INPUT ROWS

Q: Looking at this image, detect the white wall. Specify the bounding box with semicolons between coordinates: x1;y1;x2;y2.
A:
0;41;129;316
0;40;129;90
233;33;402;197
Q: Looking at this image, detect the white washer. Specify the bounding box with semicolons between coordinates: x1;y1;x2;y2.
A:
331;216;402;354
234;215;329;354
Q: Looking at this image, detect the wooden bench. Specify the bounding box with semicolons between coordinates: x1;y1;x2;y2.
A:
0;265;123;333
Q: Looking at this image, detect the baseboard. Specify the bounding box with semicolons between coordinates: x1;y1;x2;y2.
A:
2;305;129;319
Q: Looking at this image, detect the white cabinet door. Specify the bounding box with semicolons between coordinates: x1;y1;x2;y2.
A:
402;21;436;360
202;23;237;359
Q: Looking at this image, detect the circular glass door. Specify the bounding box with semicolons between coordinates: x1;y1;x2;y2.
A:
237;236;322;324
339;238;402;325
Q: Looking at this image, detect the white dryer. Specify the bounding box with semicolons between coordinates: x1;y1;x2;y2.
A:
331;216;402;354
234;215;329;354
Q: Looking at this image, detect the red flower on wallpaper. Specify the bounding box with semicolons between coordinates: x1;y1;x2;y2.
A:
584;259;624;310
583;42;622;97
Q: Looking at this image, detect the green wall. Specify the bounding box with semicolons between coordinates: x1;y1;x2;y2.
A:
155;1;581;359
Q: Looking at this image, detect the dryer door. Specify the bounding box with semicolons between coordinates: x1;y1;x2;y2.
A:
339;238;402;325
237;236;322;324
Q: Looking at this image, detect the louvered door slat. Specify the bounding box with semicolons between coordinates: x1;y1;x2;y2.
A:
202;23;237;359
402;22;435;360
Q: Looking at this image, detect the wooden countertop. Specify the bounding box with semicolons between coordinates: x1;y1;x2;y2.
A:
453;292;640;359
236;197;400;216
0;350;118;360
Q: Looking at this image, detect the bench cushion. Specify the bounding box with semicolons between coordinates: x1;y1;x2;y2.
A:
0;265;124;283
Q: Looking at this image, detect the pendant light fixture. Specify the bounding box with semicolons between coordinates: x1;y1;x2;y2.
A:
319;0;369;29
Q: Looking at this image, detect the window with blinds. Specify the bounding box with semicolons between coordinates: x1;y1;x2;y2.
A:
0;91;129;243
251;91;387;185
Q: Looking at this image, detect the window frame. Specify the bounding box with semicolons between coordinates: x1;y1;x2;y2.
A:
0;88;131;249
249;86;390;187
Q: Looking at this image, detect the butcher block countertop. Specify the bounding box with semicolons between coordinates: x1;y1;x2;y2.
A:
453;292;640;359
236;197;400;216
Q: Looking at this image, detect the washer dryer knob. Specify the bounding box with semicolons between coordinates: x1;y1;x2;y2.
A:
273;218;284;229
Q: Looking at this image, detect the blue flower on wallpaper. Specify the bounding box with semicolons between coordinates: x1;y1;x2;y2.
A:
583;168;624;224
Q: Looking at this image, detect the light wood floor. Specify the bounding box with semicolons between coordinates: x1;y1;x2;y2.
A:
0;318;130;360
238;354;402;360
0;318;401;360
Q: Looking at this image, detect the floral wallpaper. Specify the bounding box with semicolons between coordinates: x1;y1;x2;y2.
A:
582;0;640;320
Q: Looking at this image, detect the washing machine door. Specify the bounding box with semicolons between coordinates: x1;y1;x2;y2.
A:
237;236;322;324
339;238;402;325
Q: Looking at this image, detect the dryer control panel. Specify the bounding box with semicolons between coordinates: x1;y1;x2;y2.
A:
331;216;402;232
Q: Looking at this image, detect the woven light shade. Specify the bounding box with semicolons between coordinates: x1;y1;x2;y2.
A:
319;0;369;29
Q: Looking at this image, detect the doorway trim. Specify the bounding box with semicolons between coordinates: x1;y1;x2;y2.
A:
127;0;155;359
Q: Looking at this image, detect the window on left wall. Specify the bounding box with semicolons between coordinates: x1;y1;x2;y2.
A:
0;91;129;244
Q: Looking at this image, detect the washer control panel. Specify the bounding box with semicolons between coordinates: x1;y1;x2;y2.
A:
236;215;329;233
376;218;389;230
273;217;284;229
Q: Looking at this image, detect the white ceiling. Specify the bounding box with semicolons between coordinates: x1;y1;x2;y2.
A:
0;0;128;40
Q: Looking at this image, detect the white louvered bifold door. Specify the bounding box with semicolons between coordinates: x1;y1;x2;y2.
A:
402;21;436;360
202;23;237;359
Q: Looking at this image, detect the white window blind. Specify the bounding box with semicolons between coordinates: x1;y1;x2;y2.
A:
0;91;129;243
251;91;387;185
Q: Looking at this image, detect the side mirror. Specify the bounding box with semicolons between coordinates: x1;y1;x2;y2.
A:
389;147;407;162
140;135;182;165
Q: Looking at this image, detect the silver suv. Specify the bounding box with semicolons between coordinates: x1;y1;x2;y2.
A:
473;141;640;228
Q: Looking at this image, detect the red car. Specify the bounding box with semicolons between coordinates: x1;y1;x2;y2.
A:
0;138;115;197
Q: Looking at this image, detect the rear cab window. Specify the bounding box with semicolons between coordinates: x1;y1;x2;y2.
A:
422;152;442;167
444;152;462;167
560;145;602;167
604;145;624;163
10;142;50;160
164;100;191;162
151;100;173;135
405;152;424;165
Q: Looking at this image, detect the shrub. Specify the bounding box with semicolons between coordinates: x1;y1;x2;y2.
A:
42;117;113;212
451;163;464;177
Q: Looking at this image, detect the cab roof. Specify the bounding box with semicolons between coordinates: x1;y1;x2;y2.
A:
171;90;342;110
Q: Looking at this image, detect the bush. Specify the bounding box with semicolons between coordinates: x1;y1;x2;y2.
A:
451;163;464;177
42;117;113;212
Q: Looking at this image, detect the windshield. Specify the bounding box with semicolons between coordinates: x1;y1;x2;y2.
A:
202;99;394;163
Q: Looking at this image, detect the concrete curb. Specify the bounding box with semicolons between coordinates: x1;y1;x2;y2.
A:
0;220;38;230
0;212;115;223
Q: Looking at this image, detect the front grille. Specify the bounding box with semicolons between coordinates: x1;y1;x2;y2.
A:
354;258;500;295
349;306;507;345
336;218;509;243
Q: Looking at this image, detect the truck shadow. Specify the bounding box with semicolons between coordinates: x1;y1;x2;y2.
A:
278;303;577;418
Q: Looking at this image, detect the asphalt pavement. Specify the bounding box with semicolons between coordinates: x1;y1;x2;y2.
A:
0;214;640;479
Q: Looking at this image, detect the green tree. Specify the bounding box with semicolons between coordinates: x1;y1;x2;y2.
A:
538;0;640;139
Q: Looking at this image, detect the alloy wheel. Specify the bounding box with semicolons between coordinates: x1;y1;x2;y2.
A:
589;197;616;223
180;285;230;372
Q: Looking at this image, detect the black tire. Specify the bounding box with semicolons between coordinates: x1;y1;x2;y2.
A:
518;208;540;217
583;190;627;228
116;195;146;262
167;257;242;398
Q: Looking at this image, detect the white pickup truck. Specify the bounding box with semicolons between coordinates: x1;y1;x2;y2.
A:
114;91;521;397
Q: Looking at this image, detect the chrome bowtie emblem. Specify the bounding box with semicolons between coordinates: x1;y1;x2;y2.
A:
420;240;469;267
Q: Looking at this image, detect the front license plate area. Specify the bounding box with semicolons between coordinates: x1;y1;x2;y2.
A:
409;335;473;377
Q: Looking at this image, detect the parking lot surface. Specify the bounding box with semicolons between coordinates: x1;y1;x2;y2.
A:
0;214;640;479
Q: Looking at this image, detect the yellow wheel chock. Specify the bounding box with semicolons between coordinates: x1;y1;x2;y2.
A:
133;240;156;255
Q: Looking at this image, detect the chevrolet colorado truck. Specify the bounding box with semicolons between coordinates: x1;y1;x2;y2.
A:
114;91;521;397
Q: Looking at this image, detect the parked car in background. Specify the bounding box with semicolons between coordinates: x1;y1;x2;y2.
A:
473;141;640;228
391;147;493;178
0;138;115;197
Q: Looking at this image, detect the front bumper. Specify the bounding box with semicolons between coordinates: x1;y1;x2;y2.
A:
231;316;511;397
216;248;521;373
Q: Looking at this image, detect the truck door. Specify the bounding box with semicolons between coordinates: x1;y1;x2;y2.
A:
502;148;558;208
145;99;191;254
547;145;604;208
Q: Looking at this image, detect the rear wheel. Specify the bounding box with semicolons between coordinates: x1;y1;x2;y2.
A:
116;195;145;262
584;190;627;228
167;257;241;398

TASK BRIEF
From the first line of the material above through the line containing "2;305;129;319", recast each line as a row of a Markdown table. Use the columns No. and Text, number the rows in order, and leave out blank lines.

THE COMPLETED TASK
| No. | Text |
|---|---|
| 1 | Q: Looking at this image, detect the white wall. Specify the bounding box with semicolons between coordinates: x1;y1;x2;y2. |
| 2 | A: |
| 3 | 0;41;129;316 |
| 4 | 0;40;129;90 |
| 5 | 233;33;402;197 |
| 6 | Q: Looking at this image, detect the white washer. Specify the bounding box with semicolons between coordinates: x1;y1;x2;y2. |
| 7 | A: |
| 8 | 331;216;402;354 |
| 9 | 234;215;329;354 |
| 10 | Q: Looking at this image, detect the wooden bench. Specify the bounding box with semicolons between coordinates: x1;y1;x2;y2. |
| 11 | A: |
| 12 | 0;265;123;333 |
| 13 | Q: Looking at this image, detect the baseboard. Specify the bounding box with semicolons between coordinates: x1;y1;x2;y2. |
| 14 | A: |
| 15 | 2;305;129;319 |